READING TEXT:
/---
3. Roth Conversions and the "Five-Year Rule" (Quizzy Time)
[25:15–29:18]
Darlene’s Quiz: If I convert to a Roth IRA at 67, can I withdraw funds before the five-year rule, and will I owe taxes/penalty?
- KT’s Guess: You might owe a penalty but not more income tax.
- Suze’s Breakdown:
- Over age 59.5: No 10% early withdrawal penalty.
- If you withdraw converted principal, no added tax (as you’ve already paid tax at conversion).
- If you withdraw earnings before account is open five years, you owe income tax on the earnings only.
- Suze: "Once you are over the age of 59 and a half… you will no longer, ever, ever, ever pay a 10% penalty…" ([28:07])
Notable Quotes & Memorable Moments
- On redefining pleasure in life and money:
- "She gets more pleasure out of saving than she does spending." – Suze Orman ([04:37])
- On financial empowerment:
- "It is your money. What happens to your money directly affects the quality of your life." ([17:39])
- On family and aging:
- "You have got to go to them, sit them down… This is not about how much money you have and how much money you’re going to leave to us. This is about your children being able to take care of you as you age." ([11:04])
- On regrets:
- "There is a law of money that I have, which is: look at what you have, not at what you had or could have had." ([19:23])
- On taking ownership:
- "Do not be afraid to pick up the phone and talk to whoever is in charge of that money." ([17:39])
Timestamps for Key Segments
- 01:43 – Gina’s Success Story: Finding joy in saving
- 05:09 – Annunities: When (or if ever) they’re the right choice
- 07:53 – Talking with aging parents about money
- 12:54 – Callable CDs explained
- 15:14 – Taking control of investment accounts
- 18:21 – Moving past financial regrets and missed “upside”
- 21:58 – 401(k) rollovers and Roth IRA decisions
- 23:38 – HSA accounts and Medicare
- 25:17 – Quizzy Time: Roth IRAs, conversions, and the five-year rule
Episode Closing Wisdom
- Suze’s Signature Advice: "People first, then money, then things."
- Six Greatest Words in Life (as recited by KT, [30:26]): "I admit that I was wrong."
- Final encouragement: Stay safe, stay healthy—be unstoppable.
Overall Tone
The episode balances heartfelt celebration of listeners’ real progress with Suze’s firm, practical advice. Suze and KT’s banter adds warmth and humor, making even complex financial guidance feel accessible and encouraging.
For listeners, this episode is both a resource for specific money questions and an uplifting call to embrace the identity of a saver, prioritizing security and agency over comparison, regret, or short-lived pleasures of spending.
\---
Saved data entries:
/---
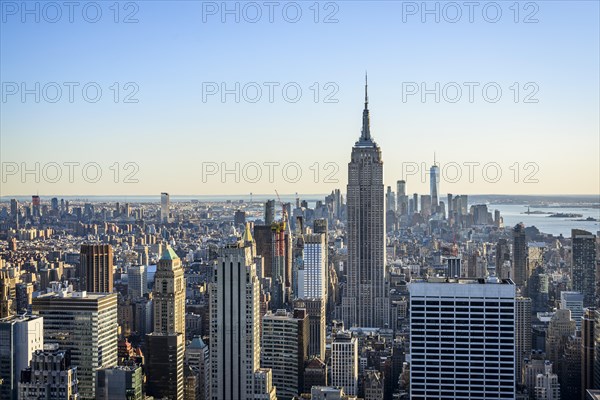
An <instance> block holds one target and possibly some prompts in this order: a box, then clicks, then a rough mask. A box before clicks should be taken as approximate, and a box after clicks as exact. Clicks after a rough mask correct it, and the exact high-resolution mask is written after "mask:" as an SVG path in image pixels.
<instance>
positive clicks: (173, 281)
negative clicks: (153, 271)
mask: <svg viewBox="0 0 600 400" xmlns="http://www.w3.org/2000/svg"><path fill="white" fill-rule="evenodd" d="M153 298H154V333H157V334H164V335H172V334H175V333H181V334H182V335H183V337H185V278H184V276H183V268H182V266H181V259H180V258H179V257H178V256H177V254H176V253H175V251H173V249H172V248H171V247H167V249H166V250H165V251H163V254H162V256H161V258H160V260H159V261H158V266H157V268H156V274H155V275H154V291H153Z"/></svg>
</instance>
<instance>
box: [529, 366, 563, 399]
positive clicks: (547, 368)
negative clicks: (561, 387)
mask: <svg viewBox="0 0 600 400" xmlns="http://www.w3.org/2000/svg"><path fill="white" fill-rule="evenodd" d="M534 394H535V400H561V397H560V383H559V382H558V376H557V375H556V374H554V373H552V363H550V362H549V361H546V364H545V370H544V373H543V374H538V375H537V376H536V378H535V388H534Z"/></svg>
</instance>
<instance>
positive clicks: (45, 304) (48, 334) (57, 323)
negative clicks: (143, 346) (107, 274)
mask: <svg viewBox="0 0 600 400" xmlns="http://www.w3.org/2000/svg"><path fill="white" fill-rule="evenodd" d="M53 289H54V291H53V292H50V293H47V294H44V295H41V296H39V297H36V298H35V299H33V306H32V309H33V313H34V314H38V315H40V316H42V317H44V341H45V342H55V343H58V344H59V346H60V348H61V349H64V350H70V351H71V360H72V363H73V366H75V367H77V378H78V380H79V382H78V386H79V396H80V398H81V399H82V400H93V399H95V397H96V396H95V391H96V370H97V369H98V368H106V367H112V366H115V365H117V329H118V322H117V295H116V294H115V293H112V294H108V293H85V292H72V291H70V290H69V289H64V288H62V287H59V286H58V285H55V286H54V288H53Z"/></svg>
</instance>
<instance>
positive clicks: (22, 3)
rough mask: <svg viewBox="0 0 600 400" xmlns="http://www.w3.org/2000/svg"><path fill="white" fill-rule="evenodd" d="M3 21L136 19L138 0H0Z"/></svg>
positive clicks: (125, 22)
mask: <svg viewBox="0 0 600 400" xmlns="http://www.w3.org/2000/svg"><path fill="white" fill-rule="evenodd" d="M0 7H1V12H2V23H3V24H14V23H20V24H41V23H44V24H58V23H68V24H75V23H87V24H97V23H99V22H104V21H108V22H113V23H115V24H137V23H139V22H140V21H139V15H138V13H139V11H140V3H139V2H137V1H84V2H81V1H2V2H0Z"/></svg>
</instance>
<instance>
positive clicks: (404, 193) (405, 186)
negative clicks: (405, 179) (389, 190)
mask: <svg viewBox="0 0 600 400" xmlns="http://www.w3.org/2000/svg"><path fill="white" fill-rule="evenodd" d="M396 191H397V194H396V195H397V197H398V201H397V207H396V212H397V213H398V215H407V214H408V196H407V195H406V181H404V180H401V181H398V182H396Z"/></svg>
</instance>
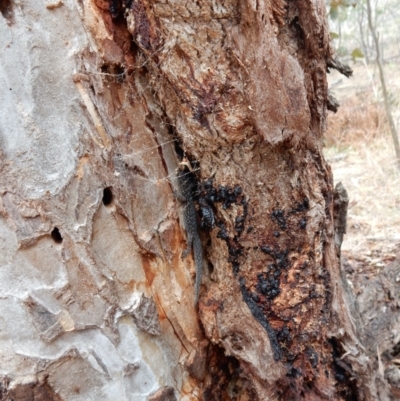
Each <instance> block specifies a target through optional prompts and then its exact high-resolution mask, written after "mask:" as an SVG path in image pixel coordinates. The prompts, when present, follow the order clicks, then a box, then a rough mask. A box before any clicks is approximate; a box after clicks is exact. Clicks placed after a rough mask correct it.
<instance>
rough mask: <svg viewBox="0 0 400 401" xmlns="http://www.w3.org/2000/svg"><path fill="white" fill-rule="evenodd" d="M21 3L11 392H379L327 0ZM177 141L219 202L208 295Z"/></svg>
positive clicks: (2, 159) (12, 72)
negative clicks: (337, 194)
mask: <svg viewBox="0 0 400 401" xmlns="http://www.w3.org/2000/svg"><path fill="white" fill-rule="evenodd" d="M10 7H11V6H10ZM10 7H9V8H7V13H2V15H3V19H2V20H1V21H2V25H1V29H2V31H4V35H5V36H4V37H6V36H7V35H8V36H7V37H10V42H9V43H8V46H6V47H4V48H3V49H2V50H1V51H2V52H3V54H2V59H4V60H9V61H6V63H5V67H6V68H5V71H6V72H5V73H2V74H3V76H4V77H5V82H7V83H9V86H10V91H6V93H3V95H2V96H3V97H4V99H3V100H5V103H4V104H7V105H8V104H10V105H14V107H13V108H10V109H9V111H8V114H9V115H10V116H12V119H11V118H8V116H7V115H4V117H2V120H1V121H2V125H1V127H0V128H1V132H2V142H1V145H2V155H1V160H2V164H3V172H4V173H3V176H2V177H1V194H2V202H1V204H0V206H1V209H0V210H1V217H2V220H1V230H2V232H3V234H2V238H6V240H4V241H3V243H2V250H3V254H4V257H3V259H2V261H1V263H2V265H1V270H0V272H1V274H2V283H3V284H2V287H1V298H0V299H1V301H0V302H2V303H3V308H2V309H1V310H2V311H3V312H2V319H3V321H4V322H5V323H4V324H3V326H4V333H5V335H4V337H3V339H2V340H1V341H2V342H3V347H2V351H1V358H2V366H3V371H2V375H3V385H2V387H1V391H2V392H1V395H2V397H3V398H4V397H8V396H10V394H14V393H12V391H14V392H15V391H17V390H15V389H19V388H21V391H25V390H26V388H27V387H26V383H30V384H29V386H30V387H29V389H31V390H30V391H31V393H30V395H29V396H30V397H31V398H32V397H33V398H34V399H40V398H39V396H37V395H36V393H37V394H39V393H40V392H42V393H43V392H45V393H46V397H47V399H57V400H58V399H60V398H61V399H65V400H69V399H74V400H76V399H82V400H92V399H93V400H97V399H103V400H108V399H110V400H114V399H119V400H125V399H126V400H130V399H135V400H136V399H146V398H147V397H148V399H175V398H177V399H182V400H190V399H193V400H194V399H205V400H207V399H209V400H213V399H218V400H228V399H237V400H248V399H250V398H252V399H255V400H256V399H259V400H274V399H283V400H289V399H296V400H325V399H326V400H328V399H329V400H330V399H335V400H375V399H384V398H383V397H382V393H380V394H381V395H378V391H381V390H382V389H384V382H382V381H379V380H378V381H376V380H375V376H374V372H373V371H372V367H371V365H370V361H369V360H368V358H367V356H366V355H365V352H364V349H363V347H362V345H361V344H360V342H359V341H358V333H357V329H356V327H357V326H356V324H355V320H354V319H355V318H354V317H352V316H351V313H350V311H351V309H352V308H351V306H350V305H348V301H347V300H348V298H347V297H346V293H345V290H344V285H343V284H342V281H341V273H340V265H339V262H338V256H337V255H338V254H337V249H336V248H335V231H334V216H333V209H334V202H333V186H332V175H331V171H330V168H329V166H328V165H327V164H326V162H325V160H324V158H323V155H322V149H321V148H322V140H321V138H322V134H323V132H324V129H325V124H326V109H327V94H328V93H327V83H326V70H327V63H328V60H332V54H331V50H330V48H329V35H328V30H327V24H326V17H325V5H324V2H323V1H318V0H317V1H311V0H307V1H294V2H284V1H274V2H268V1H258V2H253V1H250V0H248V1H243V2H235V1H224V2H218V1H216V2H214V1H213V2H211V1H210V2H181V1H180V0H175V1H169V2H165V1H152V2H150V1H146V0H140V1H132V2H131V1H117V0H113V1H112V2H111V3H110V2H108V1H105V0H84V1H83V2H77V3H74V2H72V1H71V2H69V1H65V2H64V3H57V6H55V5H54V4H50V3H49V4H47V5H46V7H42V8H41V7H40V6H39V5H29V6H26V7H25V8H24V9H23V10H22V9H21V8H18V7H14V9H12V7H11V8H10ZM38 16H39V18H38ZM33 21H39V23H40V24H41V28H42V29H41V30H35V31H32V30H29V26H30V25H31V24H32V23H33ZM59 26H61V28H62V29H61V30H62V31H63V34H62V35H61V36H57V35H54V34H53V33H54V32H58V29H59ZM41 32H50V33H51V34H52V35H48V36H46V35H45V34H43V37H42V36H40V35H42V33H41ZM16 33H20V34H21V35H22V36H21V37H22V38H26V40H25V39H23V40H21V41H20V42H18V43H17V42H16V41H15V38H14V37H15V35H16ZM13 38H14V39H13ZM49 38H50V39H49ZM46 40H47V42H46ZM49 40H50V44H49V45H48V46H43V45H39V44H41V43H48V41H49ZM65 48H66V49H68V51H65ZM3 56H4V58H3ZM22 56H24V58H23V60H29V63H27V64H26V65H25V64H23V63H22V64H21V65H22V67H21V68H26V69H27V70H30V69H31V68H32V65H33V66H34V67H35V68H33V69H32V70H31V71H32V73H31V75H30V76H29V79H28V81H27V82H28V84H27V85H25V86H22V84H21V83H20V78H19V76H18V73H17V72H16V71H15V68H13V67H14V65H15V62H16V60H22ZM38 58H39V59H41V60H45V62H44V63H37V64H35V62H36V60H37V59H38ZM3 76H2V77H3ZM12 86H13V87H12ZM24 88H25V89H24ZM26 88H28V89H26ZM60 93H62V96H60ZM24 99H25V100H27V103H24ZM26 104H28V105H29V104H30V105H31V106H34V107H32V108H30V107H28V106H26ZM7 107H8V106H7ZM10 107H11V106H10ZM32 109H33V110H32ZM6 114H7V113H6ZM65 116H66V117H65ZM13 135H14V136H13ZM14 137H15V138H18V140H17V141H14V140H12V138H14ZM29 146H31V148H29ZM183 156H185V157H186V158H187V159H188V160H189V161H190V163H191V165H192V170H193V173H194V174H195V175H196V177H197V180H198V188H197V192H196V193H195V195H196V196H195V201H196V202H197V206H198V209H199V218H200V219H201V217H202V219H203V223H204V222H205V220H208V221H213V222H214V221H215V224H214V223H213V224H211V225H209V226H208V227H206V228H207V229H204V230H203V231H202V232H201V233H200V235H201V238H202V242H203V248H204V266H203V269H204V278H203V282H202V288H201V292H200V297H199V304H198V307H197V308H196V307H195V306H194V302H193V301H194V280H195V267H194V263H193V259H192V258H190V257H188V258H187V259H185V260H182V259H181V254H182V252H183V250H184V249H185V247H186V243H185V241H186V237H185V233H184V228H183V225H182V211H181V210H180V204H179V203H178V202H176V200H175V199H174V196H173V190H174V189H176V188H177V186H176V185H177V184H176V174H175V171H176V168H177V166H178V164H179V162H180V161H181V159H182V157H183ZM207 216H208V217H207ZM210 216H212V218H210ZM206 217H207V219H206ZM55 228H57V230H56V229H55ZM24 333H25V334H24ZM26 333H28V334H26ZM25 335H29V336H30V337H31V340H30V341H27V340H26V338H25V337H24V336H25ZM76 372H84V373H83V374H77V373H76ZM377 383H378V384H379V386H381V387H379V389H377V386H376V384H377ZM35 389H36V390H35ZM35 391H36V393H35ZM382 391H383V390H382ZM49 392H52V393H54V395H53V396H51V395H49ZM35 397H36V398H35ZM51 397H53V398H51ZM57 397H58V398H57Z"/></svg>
\---
ASSIGNED TASK:
Can you set down, word for word, the part of the episode summary above starting at "- If you withdraw converted" and ending at "the earnings only."?

SOLUTION FOR THIS TASK:
- If you withdraw converted principal, no added tax (as you’ve already paid tax at conversion).
- If you withdraw earnings before account is open five years, you owe income tax on the earnings only.